====== 抜粋本文
喘息の症状と原因、喘息に似た疾患

喘息の症状

喘息では気道が常に炎症して狭くなっていて、空気が通りにくくなっています。この様に気道に炎症があると、ホコリやストレスなどのわずかな刺激でも気道が狭くなったり、痰などが増えて呼吸が苦しくなってしまい、激しい咳を引き起こしてしまいます。

喘息のその他の症状には、呼吸音が「ヒューヒュー」、「ゼーゼー」となる喘鳴や、胸の痛み、喉の違和感などがあります。

喘息を治療せずに放置すると、気道の炎症が悪化して、喘息発作の頻度が多くなったり、症状が重くなったりしてしまいます。

喘息発作は、季節や天気の変わり目、疲れているとき、風邪をひいているときなどの夜間から早朝にかけて起こりやすい傾向にあります。

喘息の誘発因子

喘息の方の気道は炎症により敏感になっているため、わずかな刺激でも発作がおこります。

喘息の誘発因子には複数あり、いくつかの因子が絡み合って喘息発作が起こります。これらの誘発因子をできるだけ遠ざけることが発作の予防になります。

喘息の誘発因子には、ダニ、ハウスダスト、花粉、カビ、ペットの毛、タバコ、薬、排気ガス、過労、ストレス、感染症、天気や気圧の変化、運動などがあります。
============
====== 提供データ
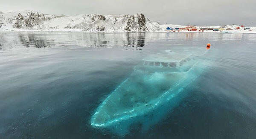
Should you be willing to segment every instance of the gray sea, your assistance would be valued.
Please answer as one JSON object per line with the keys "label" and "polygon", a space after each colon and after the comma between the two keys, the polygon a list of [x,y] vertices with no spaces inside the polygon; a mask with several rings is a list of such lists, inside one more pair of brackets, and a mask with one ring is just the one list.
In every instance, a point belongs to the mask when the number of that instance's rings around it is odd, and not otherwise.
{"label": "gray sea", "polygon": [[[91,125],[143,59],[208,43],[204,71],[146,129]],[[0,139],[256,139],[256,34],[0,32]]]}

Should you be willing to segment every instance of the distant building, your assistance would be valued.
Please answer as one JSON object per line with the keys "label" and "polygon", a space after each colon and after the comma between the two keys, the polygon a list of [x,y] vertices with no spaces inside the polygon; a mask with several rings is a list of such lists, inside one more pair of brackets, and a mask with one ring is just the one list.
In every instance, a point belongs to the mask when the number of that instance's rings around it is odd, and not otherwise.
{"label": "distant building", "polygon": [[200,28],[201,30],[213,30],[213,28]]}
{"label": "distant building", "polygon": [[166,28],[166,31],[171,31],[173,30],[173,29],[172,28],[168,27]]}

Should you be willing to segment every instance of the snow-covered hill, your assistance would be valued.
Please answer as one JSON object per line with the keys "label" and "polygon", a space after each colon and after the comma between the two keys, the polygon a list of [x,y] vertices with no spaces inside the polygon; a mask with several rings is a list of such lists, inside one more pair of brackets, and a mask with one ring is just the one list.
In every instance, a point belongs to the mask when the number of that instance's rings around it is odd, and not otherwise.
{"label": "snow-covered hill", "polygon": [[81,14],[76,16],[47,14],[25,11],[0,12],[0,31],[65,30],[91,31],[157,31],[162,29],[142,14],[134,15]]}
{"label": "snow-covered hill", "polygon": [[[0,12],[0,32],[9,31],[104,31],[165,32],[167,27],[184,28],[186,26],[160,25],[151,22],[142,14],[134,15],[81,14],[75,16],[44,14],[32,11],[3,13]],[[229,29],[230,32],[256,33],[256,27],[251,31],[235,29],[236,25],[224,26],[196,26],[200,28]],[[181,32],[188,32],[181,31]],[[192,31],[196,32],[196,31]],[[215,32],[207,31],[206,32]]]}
============
課題一覧 »
a – 本文によると、喘息の方はなぜわずかな刺激でも発作が起こるのですか。本文に書かれている理由を答えてください。
b – 本文が咳以外の「喘息のその他の症状」として挙げているものを、すべて書き出してください。
c – 本文の「喘息の症状と原因、喘息に似た疾患」から始まり「重くなったりしてしまいます。」で終わる部分を、一字一句変えずに書き写してください。

解答済み課題 »
a – 喘息の方の気道は、炎症によって敏感になっているからです。

b –
・呼吸音が「ヒューヒュー」、「ゼーゼー」となる喘鳴
・胸の痛み
・喉の違和感

c –
喘息の症状と原因、喘息に似た疾患

喘息の症状

喘息では気道が常に炎症して狭くなっていて、空気が通りにくくなっています。この様に気道に炎症があると、ホコリやストレスなどのわずかな刺激でも気道が狭くなったり、痰などが増えて呼吸が苦しくなってしまい、激しい咳を引き起こしてしまいます。

喘息のその他の症状には、呼吸音が「ヒューヒュー」、「ゼーゼー」となる喘鳴や、胸の痛み、喉の違和感などがあります。

喘息を治療せずに放置すると、気道の炎症が悪化して、喘息発作の頻度が多くなったり、症状が重くなったりしてしまいます。